▶ Consignes et exercices:
[1] D'après le texte sur la liberté de la presse en France, à quel rang mondial Reporters sans frontières a-t-il classé la France en 2010 ?
[2] Résumez en deux phrases le texte sur la liberté de la presse en France.
[3] Poursuivez le texte sur la liberté de la presse en France après sa dernière phrase.

▶ Texte fourni:
_ _ _ _ _
De la liberté de la presse en France

Suite à l’article d’Arrêt sur images sur la possibilité que les « journalistes » du Petit Journal perdent leur carte de presse, plusieurs questions se posent.

Le débat n’est pas tant sur le Petit Journal, que l’auteur de ces lignes ne connaît pas si ce n’est de nom, et le conflit supposé ou présumé avec le Front de Gauche. Non, le débat réside sur cette fameuse menace de retrait de la carte de presse.

Avant de revenir à ce point central, rappelons que Reporters sans frontières a classé en 2010 la France au 44e rang mondial concernant la liberté de la presse.

Ainsi, comme le signale le groupe d’études de l’Académie des sciences morales et politiques la France souffre de deux paradoxes[[La Liberté de la presse – Le Paradoxe français, Sous la direction de Jacques Leprette et Henri Pigeat, Puf, 2003, page 3]]. Premièrement il a fallu 100 ans entre la déclaration initiale sur la liberté de la presse dans la constitution de 1789 et la transcription sous forme de loi en 1881. Deuxièmement « les gouvernements de droite comme de gauche n’ont jamais cessé de tenter de restreindre la liberté de la presse » car « les intérêts collectifs définis par l’Etat ont presque toujours été préférés à ceux de la libre expression« .
_ _ _ _ _
▶ Extraits des entrées:

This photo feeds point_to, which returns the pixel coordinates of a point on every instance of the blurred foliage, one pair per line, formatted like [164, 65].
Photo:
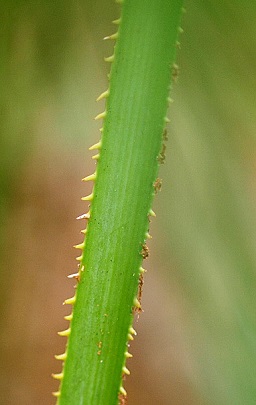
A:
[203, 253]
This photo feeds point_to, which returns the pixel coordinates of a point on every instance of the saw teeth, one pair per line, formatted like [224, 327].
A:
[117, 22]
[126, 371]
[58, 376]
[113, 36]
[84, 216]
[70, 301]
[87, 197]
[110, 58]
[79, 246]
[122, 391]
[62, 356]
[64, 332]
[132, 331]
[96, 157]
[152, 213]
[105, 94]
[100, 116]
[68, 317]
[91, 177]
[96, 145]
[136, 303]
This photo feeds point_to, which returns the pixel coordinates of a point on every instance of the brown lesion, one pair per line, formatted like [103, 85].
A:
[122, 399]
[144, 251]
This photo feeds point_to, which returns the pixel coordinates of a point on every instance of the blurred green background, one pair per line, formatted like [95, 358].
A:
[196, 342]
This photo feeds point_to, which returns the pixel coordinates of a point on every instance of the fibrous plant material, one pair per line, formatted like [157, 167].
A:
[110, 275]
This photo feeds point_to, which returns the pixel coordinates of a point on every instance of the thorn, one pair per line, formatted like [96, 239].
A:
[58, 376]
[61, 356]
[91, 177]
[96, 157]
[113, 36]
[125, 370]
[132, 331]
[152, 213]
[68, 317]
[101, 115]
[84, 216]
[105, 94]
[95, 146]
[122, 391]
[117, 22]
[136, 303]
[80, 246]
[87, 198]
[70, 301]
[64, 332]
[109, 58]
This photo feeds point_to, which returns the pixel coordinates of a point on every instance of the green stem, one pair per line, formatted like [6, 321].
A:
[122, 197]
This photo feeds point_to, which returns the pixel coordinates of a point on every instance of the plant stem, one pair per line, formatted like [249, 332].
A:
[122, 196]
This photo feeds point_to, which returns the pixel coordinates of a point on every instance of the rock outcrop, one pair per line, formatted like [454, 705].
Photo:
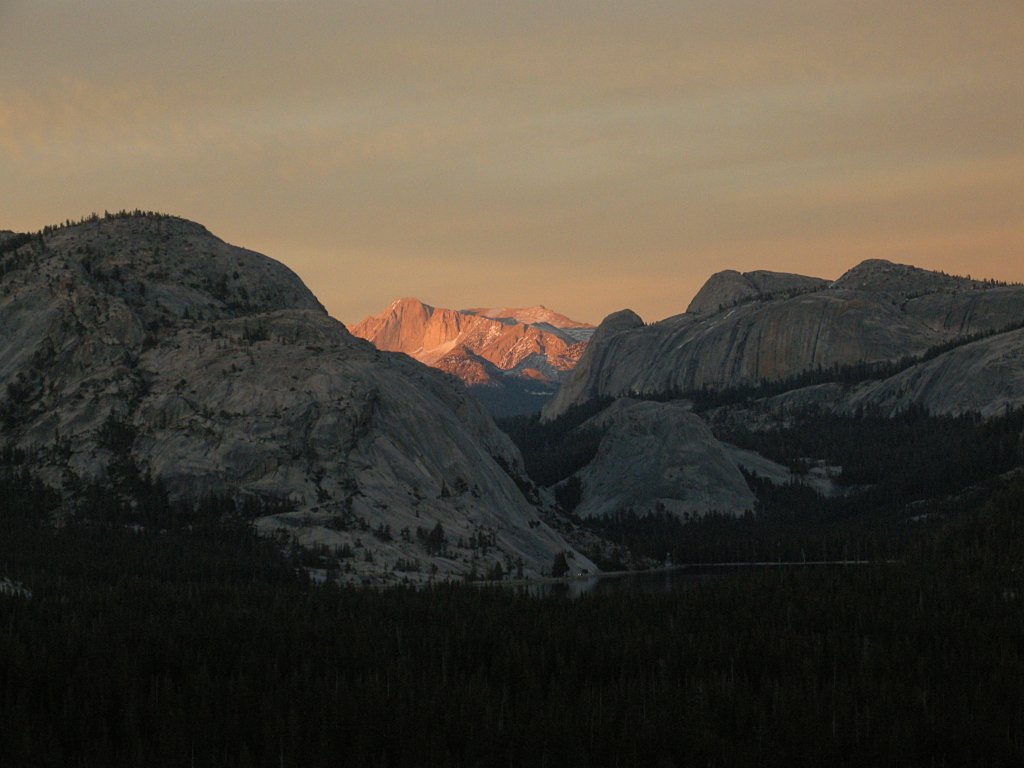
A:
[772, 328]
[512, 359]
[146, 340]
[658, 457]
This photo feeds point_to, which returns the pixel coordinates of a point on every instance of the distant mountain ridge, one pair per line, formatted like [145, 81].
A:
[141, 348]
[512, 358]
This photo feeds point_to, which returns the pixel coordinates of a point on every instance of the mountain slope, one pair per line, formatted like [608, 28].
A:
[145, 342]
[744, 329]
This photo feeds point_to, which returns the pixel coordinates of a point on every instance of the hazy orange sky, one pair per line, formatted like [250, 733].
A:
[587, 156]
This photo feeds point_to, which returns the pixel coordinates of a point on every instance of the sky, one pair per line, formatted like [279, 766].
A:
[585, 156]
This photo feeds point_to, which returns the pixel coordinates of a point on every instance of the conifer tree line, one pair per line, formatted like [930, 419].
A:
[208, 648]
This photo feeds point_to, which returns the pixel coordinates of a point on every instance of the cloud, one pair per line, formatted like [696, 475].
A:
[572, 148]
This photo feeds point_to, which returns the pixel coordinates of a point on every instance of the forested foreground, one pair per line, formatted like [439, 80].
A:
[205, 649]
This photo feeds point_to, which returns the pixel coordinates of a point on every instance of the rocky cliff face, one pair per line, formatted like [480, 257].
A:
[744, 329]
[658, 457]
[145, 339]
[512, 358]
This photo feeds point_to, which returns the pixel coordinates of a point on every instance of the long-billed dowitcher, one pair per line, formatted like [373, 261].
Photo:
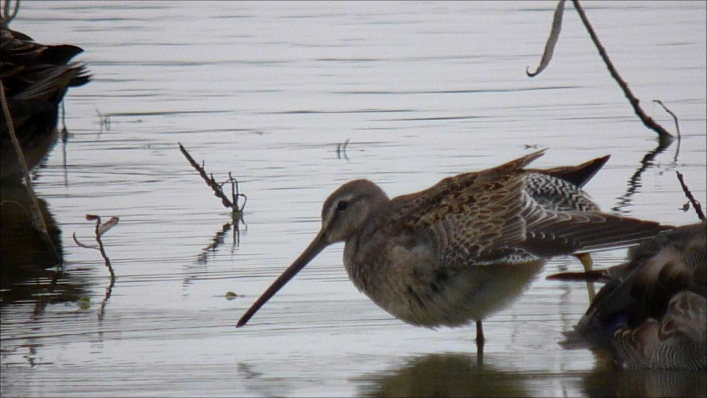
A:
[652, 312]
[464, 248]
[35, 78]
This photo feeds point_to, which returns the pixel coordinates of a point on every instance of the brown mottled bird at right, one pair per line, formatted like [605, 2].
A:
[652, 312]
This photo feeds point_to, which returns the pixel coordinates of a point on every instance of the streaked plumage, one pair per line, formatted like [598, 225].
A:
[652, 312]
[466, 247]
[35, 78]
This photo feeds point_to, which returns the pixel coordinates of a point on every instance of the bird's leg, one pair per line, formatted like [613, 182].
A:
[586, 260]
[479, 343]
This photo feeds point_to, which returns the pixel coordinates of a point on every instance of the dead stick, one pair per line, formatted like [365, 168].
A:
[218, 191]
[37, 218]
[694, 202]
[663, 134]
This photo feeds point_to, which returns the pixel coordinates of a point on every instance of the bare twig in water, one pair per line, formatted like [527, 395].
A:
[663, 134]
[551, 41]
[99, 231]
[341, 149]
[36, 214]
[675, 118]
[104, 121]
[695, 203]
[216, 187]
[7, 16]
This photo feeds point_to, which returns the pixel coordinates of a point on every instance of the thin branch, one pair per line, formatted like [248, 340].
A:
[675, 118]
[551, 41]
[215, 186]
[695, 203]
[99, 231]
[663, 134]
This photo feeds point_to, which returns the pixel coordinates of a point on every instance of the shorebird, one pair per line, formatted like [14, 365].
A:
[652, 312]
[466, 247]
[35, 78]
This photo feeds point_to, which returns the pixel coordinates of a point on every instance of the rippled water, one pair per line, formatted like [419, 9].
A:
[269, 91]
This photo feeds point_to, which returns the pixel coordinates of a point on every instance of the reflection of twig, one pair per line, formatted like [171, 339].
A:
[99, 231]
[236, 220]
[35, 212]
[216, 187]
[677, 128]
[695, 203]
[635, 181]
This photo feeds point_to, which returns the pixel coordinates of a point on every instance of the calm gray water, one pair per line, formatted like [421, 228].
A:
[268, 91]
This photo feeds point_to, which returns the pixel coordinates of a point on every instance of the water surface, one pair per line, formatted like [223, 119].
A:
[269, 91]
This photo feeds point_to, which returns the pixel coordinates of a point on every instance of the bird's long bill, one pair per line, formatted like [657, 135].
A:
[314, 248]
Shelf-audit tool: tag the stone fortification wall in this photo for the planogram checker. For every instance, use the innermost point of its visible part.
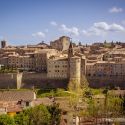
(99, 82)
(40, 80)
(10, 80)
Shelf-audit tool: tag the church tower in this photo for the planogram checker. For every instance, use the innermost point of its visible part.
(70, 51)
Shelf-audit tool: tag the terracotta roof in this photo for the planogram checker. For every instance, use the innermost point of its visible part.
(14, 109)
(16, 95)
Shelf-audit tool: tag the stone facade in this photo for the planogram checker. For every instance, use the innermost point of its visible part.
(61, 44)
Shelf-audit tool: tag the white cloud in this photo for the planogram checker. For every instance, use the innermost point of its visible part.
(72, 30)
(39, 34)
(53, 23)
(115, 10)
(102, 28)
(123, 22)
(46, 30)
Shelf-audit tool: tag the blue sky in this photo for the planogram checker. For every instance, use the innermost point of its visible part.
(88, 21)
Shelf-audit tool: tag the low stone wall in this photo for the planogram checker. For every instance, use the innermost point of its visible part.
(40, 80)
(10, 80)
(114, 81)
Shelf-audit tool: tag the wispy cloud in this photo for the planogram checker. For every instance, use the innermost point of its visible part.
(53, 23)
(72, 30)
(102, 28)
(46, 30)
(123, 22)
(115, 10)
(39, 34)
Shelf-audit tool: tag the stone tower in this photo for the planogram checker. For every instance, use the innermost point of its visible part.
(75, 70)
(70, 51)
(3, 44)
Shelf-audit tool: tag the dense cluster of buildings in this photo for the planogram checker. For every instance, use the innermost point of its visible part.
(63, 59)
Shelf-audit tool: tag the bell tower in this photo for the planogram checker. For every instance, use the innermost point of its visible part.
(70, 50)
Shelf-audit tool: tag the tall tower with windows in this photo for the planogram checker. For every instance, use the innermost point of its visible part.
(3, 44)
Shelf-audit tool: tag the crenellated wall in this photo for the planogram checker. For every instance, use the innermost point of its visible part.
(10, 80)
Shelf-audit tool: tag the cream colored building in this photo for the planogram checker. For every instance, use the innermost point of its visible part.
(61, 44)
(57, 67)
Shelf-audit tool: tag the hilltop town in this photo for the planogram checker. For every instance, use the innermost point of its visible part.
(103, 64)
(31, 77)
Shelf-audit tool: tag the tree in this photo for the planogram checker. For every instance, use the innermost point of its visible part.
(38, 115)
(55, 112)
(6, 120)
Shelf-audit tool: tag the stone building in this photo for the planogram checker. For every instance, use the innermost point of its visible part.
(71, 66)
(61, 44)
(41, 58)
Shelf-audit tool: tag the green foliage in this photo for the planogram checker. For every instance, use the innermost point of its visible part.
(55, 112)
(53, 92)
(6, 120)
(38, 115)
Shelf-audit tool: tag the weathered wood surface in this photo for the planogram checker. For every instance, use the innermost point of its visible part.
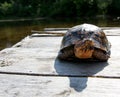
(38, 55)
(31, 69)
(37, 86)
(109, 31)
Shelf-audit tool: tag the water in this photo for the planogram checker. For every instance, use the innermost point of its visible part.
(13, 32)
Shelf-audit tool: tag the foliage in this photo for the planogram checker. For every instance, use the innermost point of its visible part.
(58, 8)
_ _ _ _ _
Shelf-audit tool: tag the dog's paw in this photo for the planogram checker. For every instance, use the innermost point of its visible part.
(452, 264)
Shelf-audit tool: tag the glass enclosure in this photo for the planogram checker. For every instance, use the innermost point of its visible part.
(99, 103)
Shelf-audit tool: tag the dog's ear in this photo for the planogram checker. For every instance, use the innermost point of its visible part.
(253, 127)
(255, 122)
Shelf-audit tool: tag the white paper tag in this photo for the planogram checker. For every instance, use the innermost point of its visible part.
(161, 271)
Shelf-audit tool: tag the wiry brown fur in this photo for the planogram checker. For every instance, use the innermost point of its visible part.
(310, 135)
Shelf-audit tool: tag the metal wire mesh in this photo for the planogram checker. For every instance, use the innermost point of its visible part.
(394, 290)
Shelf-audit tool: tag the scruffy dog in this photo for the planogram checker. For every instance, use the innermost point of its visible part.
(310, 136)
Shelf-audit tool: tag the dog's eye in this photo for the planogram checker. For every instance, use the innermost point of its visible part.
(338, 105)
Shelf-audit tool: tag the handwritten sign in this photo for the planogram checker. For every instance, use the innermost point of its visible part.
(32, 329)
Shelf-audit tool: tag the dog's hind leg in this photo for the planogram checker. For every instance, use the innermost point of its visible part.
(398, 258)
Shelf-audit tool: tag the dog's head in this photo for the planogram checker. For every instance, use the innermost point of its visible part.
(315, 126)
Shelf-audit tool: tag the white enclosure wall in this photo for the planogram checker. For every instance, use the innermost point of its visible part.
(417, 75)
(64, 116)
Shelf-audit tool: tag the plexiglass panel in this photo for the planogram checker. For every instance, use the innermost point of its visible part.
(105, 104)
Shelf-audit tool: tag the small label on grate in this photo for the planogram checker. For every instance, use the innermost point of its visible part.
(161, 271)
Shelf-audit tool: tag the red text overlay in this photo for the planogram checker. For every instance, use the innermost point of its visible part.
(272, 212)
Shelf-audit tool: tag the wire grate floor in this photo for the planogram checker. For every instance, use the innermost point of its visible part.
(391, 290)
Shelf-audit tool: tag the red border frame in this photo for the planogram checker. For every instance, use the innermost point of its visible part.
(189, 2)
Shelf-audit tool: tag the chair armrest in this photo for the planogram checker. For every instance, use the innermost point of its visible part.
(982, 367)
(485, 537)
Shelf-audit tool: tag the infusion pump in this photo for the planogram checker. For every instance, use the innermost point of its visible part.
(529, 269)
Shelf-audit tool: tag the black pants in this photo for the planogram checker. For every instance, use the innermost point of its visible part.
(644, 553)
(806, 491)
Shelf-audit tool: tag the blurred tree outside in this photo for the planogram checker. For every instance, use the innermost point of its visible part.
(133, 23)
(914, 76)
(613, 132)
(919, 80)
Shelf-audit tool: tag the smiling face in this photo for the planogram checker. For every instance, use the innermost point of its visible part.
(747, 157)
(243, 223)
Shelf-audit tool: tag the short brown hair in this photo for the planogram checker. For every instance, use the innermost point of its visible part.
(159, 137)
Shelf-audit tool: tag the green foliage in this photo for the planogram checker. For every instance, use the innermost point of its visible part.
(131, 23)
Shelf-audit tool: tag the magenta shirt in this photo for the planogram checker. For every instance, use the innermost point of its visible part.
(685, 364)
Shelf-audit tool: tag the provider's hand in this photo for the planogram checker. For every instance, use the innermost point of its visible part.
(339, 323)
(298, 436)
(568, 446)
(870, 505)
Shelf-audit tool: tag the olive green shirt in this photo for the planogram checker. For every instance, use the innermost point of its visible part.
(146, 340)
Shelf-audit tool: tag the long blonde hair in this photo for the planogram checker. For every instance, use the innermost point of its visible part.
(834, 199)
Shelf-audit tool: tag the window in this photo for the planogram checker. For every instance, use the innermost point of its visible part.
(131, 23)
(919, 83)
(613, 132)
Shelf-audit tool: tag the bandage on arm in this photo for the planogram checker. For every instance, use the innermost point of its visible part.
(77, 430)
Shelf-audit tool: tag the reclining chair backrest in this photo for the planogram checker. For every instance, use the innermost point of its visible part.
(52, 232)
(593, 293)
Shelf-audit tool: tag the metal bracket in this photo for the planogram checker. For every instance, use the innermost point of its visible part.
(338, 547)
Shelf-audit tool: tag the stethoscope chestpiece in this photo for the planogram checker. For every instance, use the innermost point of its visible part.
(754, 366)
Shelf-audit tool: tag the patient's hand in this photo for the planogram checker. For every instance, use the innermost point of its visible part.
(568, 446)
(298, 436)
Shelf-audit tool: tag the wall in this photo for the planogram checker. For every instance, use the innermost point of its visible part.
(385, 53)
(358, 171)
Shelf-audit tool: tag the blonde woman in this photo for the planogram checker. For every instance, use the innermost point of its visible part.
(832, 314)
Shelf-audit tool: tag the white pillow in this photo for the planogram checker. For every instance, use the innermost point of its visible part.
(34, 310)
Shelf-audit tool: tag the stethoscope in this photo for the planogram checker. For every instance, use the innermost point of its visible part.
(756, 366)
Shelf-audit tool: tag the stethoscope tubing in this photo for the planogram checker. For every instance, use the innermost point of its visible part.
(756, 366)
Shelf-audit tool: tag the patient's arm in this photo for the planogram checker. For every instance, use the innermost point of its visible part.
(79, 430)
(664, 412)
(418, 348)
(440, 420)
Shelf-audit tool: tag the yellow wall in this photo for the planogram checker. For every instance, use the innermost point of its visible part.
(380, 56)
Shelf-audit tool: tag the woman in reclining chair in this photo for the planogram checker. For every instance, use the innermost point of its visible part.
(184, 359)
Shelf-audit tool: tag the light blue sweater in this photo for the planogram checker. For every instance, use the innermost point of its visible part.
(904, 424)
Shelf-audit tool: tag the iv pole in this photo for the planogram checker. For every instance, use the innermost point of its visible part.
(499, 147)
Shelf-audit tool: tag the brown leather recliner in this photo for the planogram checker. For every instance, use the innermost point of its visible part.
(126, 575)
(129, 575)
_ _ _ _ _
▶ Réponses par consigne:
[1] Au 44e rang mondial.

[2] À la suite d'un article d'Arrêt sur images, le texte s'intéresse à la menace de retrait de la carte de presse des « journalistes » du Petit Journal et rappelle qu'en 2010 Reporters sans frontières a classé la France au 44e rang mondial pour la liberté de la presse. Selon un groupe d'études de l'Académie des sciences morales et politiques, la France souffre de deux paradoxes : il a fallu cent ans entre la déclaration initiale de 1789 et la loi de 1881, et les gouvernements de droite comme de gauche n'ont jamais cessé de tenter de restreindre la liberté de la presse.

[3]
Cela n’est au final guère étonnant car comme le rappelait Max Stirner Une liberté de la presse n’est qu’un permis d’imprimer que me délivre l’État, et l’État ne permettra jamais, et il ne peut jamais librement permettre, que j’emploie la presse à l’anéantir.

Si nous observons ainsi le paysage français, nous constatons que hormis quelques journaux comme le Canard Enchaîné, nous parlons uniquement des journaux d’informations politiques, tous sont liés de par leurs investisseurs soit à des compagnies d’armements, soit à des banques d’affaires ou encore des grands groupes français et que de surcroît ces investisseurs sont très proches, voire amis intimes, d’hommes politiques.

La question de l’indépendance médiatique se pose déjà de par ce fait. Or c’est bien cette indépendance que l’on évalue en parlant de liberté de la presse. Les deux concepts se recouvrent réciproquement. On ne peut dire que la presse est un quatrième pouvoir si ce dernier est sous contrainte ou agit sur mandat.

Ainsi la contrainte sur le journaliste s’exprime de plusieurs façons. Outre la peur de se faire virer du jour au lendemain si un article déplaît à l’ami de son patron, pour avoir le statut de journaliste il lui faut la fameuse carte de presse. Carte de presse délivrée par une commission paritaire instituée par l’Etat et composée à parts égales des journalistes et de leurs employeurs. On comprend qu’il y ait un statu quo si ce n’est explicite du moins implicite. En physique mécanique on parlerait d’hyperstatisme.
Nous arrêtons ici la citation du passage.